Reproduce the whole listing, keeping each word unchanged.
--- PROVIDED RECORDS Enclosed Below ---
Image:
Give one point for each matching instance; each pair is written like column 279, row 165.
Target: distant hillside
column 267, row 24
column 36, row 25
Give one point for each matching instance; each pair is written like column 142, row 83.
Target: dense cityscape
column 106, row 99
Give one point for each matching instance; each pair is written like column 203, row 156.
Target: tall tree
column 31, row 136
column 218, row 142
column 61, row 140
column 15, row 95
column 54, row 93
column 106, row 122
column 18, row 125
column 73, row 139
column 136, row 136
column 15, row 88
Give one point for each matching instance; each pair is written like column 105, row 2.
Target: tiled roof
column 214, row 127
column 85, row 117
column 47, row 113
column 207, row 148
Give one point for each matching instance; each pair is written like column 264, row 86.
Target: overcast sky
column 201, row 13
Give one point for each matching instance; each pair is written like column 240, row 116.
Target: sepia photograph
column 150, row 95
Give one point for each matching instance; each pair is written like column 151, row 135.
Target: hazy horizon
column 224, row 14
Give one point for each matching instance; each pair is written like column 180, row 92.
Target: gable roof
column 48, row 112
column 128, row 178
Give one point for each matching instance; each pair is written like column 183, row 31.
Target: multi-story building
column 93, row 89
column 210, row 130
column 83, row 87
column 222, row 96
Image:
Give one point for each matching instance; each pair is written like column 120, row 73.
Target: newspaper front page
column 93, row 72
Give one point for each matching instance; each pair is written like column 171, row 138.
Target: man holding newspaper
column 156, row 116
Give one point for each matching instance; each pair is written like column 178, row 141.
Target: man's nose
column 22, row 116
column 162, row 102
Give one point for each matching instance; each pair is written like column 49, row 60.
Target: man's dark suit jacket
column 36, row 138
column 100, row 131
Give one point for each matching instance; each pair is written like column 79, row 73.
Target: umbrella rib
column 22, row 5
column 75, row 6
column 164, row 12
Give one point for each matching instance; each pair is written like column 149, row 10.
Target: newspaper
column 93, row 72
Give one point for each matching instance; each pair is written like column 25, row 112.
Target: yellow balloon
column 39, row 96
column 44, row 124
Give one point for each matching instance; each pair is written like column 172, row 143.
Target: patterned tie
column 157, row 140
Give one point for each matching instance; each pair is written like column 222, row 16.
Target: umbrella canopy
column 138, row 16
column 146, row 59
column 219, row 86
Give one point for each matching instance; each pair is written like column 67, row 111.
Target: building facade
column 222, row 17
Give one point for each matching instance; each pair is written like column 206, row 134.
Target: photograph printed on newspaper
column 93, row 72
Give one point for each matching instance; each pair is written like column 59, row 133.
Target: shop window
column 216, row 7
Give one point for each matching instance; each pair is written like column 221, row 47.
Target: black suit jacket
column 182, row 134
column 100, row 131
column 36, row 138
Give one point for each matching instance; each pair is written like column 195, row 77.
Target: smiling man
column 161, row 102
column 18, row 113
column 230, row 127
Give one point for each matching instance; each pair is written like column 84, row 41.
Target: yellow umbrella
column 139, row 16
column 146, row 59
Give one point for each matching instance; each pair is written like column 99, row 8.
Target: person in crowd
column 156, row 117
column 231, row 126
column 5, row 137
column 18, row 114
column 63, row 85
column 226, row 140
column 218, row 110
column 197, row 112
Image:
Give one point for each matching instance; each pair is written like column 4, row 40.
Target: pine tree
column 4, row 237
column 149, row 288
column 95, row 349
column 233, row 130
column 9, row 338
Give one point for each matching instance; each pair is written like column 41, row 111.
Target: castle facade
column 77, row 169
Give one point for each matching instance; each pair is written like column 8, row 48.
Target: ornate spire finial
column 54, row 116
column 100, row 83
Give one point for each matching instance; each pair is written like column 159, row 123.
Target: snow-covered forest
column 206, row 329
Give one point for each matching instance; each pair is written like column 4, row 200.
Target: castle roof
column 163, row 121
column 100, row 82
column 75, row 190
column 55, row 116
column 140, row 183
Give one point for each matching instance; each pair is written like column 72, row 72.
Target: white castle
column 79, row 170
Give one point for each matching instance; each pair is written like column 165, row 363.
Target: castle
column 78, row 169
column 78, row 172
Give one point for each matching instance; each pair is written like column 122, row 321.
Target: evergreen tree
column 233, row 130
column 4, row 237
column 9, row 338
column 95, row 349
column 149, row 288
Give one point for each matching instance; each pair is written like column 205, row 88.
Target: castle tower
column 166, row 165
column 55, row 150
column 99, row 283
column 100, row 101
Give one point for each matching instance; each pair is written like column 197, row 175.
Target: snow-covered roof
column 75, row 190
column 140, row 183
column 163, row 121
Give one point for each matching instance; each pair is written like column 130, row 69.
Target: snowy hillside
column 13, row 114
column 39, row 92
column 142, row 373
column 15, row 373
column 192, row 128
--- End of Enclosed PROVIDED RECORDS ---
--- EXERCISE OUTPUT ---
Image:
Give one point for each matching instance; each pair is written like column 279, row 165.
Target: distant hillside
column 267, row 24
column 36, row 25
Give one point for each matching instance; each pair is written like column 142, row 83.
Target: dense cityscape
column 106, row 99
Give one point for each matching instance; each pair is written like column 203, row 156.
Target: tall tree
column 31, row 136
column 218, row 142
column 61, row 140
column 15, row 95
column 54, row 93
column 106, row 122
column 18, row 125
column 73, row 139
column 136, row 136
column 15, row 88
Give one point for each matching instance; each pair is written like column 105, row 2.
Target: tiled roof
column 214, row 127
column 85, row 117
column 47, row 113
column 207, row 148
Give one point for each matching instance; each pair is written like column 264, row 86.
Target: overcast sky
column 201, row 13
Give one point for each matching instance; each pair is written like column 240, row 116.
Target: sepia photograph
column 150, row 95
Give one point for each matching instance; each pair is written like column 151, row 135.
Target: hazy horizon
column 224, row 14
Give one point for each matching instance; each pair is written like column 180, row 92.
Target: gable roof
column 48, row 112
column 128, row 178
Give one point for each matching instance; each pair is written like column 183, row 31.
Target: multi-story building
column 93, row 89
column 210, row 130
column 83, row 87
column 222, row 96
Image:
Give one point for each matching instance; each pair is written like column 120, row 73.
Target: newspaper front page
column 93, row 72
Give one point for each matching instance; each pair is written like column 171, row 138.
Target: man holding newspaper
column 156, row 116
Give one point for each matching instance; each pair is written like column 178, row 141.
Target: man's nose
column 22, row 116
column 162, row 102
Give one point for each matching instance; each pair is written like column 49, row 60.
Target: man's dark suit jacket
column 36, row 138
column 100, row 131
Give one point for each matching instance; each pair is written like column 79, row 73.
Target: umbrella rib
column 22, row 5
column 75, row 6
column 164, row 12
Give one point for each matching instance; each pair is written like column 149, row 10.
Target: newspaper
column 93, row 72
Give one point for each matching instance; each pair is written like column 25, row 112.
Target: yellow balloon
column 39, row 96
column 44, row 124
Give one point for each matching instance; each pair is written like column 172, row 143.
Target: patterned tie
column 157, row 140
Give one point for each matching instance; each pair is written like column 222, row 16.
Target: umbrella canopy
column 138, row 16
column 146, row 59
column 219, row 86
Give one point for each matching instance; each pair is written like column 67, row 111.
Target: building facade
column 222, row 17
Give one point for each matching instance; each pair is written like column 206, row 134.
Target: photograph printed on newspaper
column 93, row 72
Give one point for each matching instance; each pair is written like column 59, row 133.
Target: shop window
column 216, row 7
Give one point for each matching instance; each pair is written like column 221, row 47.
Target: black suit jacket
column 182, row 134
column 100, row 131
column 36, row 138
Give one point for each matching instance; each pair is written like column 195, row 77.
Target: smiling man
column 161, row 102
column 18, row 113
column 230, row 127
Give one point for each matching instance; each pair is written like column 84, row 41.
Target: yellow umbrella
column 139, row 16
column 146, row 59
Give one point for each matching instance; each pair is written like column 99, row 8.
Target: person in crowd
column 156, row 117
column 231, row 126
column 5, row 137
column 18, row 114
column 63, row 85
column 226, row 140
column 218, row 110
column 197, row 112
Image:
Give one point for each matching instance; each pair is written like column 4, row 40.
Target: pine tree
column 4, row 237
column 149, row 288
column 95, row 349
column 233, row 130
column 9, row 338
Give one point for each matching instance; each pair is written like column 41, row 111.
Target: castle facade
column 77, row 169
Give one point for each matching instance; each pair is written like column 8, row 48.
Target: ornate spire finial
column 54, row 116
column 100, row 83
Give one point for each matching instance; each pair is written like column 159, row 123.
Target: snow-covered forest
column 206, row 329
Give one point for each matching instance; each pair is written like column 4, row 200.
Target: castle roof
column 163, row 121
column 100, row 82
column 75, row 190
column 55, row 116
column 140, row 183
Give one point for each matching instance; each pair is written like column 72, row 72.
Target: white castle
column 79, row 170
Give one point for each matching instance; each pair is written like column 165, row 363.
Target: castle
column 78, row 169
column 78, row 172
Give one point for each matching instance; each pair is written like column 122, row 321.
Target: evergreen tree
column 233, row 130
column 4, row 237
column 9, row 338
column 95, row 349
column 149, row 288
Give one point for each matching instance; each pair is written like column 205, row 88.
Target: castle tower
column 166, row 165
column 55, row 150
column 99, row 283
column 100, row 101
Give one point for each matching instance; each pair is written like column 197, row 175.
Target: snow-covered roof
column 75, row 190
column 140, row 183
column 163, row 121
Give one point for each matching instance; each pair is written like column 130, row 69.
Target: snowy hillside
column 13, row 114
column 39, row 92
column 142, row 373
column 15, row 373
column 192, row 128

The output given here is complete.